§ TEXTE FOURNI
+++
LES MOTIFS DE LA DÉCISION

[40]           La Commission des lésions professionnelles doit déterminer si le travailleur a droit au remboursement des frais d’entretien relatifs au grand ménage de sa résidence.

[41]           En ce qui concerne les travaux de grand ménage, il existe dans la loi deux dispositions susceptibles de trouver application en la matière, à savoir les articles 158 et 165 de la loi qui stipulent :

158.  L'aide personnelle à domicile peut être accordée à un travailleur qui, en raison de la lésion professionnelle dont il a été victime, est incapable de prendre soin de lui-même et d'effectuer sans aide les tâches domestiques qu'il effectuerait normalement, si cette aide s'avère nécessaire à son maintien ou à son retour à domicile.

__________

1985, c. 6, a. 158.

 

 

165.  Le travailleur qui a subi une atteinte permanente grave à son intégrité physique en raison d'une lésion professionnelle et qui est incapable d'effectuer les travaux d'entretien courant de son domicile qu'il effectuerait normalement lui-même si ce n'était de sa lésion peut être remboursé des frais qu'il engage pour faire exécuter ces travaux, jusqu'à concurrence de 1 500 $ par année.

__________

1985, c. 6, a. 165.
+++
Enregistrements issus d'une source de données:

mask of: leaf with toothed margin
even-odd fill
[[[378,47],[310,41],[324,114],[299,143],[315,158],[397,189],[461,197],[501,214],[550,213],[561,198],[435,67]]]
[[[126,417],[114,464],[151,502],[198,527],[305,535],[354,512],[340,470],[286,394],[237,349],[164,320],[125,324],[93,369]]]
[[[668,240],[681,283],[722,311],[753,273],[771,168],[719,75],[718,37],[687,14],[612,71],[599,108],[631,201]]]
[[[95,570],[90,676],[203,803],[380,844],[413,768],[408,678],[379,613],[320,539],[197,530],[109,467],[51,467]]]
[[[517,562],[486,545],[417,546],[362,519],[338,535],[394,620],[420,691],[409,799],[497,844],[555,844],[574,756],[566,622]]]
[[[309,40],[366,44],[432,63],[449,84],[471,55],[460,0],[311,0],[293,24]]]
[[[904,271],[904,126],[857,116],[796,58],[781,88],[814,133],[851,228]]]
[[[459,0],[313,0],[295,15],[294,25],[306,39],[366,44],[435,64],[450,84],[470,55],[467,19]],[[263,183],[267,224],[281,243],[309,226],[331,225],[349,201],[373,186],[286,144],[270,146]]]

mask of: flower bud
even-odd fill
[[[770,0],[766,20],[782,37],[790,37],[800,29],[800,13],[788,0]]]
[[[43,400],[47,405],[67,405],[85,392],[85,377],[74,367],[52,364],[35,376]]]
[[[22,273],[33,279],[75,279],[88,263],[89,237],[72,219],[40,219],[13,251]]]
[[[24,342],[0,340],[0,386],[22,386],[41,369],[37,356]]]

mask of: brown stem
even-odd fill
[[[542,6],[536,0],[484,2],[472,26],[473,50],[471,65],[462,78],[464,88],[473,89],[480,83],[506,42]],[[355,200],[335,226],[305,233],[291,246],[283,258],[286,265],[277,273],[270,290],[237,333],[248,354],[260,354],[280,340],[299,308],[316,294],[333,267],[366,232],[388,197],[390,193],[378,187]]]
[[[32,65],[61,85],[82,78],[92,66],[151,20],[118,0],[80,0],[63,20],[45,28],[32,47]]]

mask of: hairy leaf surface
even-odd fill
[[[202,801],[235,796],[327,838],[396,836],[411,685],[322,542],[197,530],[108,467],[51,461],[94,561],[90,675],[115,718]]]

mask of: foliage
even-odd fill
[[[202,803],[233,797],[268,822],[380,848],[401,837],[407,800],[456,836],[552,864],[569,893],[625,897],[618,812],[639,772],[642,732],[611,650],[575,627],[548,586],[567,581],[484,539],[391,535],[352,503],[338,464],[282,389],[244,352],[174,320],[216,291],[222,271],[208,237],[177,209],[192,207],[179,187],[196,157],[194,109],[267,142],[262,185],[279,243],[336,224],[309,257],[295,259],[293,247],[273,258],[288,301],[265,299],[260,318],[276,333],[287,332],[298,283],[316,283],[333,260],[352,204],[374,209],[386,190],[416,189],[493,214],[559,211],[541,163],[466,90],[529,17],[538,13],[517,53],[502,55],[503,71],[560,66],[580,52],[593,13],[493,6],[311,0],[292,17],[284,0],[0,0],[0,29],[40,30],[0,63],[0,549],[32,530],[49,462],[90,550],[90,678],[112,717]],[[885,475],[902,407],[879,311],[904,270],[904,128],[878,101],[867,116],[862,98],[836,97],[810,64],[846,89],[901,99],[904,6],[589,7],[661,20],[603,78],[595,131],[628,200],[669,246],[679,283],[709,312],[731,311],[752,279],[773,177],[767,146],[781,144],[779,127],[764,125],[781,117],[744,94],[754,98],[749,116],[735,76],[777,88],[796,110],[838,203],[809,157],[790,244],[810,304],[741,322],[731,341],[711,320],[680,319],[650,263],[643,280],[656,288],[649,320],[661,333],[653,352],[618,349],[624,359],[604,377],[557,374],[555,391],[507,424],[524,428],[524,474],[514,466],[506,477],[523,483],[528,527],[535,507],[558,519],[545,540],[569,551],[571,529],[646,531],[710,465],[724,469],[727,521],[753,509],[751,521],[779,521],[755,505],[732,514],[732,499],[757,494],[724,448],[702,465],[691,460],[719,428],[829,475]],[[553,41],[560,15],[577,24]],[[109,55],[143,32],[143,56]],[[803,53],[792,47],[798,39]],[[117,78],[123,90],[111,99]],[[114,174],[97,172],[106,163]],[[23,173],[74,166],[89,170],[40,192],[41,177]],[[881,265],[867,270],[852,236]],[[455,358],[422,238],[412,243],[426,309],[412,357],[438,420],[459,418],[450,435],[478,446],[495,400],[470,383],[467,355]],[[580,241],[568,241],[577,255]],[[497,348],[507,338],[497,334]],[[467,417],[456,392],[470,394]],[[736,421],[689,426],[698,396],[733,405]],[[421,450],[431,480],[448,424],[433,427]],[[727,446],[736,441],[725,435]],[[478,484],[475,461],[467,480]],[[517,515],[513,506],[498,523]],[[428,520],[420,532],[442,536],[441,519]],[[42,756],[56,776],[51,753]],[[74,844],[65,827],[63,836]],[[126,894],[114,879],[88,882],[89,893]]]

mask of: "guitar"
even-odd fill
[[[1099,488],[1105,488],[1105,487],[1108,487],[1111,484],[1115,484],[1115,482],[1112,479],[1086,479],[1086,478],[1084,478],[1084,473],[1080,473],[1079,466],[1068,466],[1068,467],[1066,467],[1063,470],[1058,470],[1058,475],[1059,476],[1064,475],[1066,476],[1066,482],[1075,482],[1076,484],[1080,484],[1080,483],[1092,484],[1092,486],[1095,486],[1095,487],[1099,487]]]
+++
§ CONSIGNE
Répondez aux questions suivantes à partir du texte fourni :
(a) Que doit déterminer la Commission des lésions professionnelles ?
(b) Quels articles de la loi sont cités au sujet des travaux de grand ménage ?
(c) Selon l'article 165, jusqu'à quel montant par année le travailleur peut-il être remboursé ?

§ RÉPONSE CI-DESSOUS
(a) Elle doit déterminer si le travailleur a droit au remboursement des frais d'entretien relatifs au grand ménage de sa résidence.
(b) Les articles 158 et 165.
(c) Jusqu'à 1 500 $ par année.